→ SELECTED EXTRACT:
►
Creating a Food Forest?… Say what?

Bénédicte Donval, a permaculture
specialist, inspects a plum tree in the Roots
to Table Community Food Forest at Mount
Saint Joseph.

By Terri Cormier, Roots to Table Regional Good Food Collective

With an ongoing global pandemic, there is no better time to start looking at our food not only as our energy provider but also as medicine. The first and best line of defence is a healthy immune system, boosted by healthy food.

With our climate’s short growing season here in NB, it can be challenging to find and eat fresh food. We export almost 95% of the food we produce and use only 11 percent of our available farmland. Statistics show that 11% of Northumberland county’s residents live in moderate to severe food insecurity; (Miramichi Area’s Community Health Needs Assessment, 2015). We can do a lot better than that and a food forest is a fun and interesting way to pay attention to what and how we eat!

Food forests belong to a field of agriculture known as permaculture. The word is a contraction of permanent and agriculture. Permaculture is a living-in-harmony approach to nature with a technical approach for how to do so. Along with community gardens and farmers markets, community food forests are a unique way to create access to nutritious food while helping our environment regenerate and maintain itself, without us humans getting involved.
◄
[Source records]
►
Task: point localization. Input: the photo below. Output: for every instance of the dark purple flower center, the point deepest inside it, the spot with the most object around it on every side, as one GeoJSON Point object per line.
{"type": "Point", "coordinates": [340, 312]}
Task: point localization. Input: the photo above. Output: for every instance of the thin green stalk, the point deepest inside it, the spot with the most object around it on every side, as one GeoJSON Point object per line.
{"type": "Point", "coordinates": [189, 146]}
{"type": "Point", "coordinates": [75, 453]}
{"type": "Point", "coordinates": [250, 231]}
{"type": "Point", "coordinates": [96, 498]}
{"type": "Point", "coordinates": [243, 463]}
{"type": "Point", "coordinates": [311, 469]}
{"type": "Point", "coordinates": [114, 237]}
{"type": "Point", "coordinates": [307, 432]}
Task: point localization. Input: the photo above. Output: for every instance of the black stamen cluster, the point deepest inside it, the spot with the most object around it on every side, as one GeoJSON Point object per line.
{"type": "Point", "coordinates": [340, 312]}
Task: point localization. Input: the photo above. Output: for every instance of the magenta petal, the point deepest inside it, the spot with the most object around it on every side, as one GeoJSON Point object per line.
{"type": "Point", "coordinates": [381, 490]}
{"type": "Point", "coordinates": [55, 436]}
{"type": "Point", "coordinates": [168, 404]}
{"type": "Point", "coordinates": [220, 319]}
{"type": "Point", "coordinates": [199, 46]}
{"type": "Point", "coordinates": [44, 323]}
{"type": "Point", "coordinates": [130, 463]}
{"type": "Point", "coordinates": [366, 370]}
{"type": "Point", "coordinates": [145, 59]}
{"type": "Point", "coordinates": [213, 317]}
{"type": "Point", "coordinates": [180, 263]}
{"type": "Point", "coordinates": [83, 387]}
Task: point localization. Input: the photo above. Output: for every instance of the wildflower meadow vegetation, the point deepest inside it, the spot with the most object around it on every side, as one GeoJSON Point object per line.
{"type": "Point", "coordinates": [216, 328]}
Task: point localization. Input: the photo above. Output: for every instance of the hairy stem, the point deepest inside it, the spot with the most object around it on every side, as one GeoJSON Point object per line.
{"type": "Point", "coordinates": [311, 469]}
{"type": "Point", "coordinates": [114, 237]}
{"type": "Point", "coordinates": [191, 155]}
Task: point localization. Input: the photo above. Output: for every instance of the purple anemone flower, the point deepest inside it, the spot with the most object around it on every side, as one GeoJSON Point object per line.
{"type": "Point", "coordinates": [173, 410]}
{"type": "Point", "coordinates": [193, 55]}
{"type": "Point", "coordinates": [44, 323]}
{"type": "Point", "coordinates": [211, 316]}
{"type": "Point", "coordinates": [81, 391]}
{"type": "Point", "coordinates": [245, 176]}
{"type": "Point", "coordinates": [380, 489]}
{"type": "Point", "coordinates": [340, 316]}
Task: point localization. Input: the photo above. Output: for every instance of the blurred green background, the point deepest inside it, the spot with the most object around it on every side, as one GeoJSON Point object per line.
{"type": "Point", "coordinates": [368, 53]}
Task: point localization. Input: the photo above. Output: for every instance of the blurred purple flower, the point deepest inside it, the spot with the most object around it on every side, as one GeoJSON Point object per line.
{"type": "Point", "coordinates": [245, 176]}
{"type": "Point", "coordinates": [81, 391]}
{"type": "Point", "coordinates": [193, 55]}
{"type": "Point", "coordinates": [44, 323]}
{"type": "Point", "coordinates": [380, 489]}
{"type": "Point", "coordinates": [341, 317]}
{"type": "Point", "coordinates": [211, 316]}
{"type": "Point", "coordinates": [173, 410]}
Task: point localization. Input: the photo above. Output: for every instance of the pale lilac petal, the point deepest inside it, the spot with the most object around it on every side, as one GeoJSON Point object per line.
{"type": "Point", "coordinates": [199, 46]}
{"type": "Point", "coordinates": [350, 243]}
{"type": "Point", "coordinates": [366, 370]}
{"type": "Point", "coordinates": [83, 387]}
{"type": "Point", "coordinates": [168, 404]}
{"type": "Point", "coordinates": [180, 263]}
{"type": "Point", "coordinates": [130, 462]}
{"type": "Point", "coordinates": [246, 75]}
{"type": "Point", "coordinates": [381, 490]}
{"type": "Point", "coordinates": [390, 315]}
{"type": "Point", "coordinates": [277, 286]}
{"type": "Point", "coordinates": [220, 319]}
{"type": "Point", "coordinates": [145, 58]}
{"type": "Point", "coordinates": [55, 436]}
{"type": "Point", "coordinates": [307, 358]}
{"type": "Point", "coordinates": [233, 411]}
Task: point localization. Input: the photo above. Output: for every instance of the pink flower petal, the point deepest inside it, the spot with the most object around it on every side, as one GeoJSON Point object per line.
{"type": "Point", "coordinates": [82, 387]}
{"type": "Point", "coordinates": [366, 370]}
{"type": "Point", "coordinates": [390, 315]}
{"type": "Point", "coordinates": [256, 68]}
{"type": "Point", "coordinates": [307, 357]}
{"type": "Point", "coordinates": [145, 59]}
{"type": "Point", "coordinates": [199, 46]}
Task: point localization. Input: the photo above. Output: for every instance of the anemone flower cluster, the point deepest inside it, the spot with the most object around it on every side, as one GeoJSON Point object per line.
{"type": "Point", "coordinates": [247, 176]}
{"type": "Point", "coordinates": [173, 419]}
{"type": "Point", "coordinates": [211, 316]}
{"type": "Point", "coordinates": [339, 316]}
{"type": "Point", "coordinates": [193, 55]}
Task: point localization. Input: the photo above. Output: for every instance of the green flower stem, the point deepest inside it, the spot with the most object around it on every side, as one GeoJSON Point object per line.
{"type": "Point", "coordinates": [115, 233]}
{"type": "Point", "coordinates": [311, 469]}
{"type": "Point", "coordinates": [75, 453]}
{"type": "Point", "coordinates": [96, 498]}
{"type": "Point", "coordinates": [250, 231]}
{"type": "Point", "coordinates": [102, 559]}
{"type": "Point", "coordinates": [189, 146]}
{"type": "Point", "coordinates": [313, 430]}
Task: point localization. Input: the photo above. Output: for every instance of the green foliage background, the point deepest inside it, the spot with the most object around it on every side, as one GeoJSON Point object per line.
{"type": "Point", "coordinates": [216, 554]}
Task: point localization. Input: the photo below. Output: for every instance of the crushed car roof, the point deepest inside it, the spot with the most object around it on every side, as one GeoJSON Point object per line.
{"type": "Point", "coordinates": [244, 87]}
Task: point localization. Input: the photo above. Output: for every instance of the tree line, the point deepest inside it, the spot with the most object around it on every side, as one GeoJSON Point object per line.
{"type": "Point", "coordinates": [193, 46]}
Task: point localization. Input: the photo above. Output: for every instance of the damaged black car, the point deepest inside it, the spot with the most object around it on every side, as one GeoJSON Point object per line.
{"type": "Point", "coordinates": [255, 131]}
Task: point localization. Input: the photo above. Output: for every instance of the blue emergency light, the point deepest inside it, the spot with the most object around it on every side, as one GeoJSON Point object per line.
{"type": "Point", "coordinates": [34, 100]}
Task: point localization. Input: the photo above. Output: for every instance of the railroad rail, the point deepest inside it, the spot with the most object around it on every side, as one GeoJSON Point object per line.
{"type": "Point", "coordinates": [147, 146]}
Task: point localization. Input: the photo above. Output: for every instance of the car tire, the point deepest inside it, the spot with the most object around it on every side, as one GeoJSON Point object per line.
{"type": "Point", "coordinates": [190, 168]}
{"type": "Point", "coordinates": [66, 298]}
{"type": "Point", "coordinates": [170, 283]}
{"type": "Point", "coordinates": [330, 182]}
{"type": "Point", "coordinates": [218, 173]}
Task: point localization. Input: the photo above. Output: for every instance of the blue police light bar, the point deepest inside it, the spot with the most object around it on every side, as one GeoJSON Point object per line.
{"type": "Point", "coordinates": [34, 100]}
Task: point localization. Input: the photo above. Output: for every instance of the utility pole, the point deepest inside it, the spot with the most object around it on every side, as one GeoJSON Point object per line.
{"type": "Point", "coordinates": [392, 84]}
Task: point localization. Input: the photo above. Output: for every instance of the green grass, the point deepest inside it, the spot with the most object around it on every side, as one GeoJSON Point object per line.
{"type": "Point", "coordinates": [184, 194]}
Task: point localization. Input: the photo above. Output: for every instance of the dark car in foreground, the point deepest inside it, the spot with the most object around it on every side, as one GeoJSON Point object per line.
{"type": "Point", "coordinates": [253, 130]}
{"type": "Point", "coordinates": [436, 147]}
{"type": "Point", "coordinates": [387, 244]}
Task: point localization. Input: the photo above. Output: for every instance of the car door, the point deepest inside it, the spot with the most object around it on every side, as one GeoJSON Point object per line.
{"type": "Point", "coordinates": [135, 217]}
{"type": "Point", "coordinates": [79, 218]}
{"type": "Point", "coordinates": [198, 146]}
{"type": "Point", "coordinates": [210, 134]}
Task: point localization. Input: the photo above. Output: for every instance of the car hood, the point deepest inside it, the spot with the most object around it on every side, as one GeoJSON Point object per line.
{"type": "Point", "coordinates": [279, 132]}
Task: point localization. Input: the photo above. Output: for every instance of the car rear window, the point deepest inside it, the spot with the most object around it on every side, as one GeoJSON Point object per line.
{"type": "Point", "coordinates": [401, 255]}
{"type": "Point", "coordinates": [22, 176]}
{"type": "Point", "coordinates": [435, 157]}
◄
→ TASK: Quote the part of the food forest article that opens with the words "Creating a Food" and closes with "Saint Joseph.".

→ REPLY:
Creating a Food Forest?… Say what?

Bénédicte Donval, a permaculture
specialist, inspects a plum tree in the Roots
to Table Community Food Forest at Mount
Saint Joseph.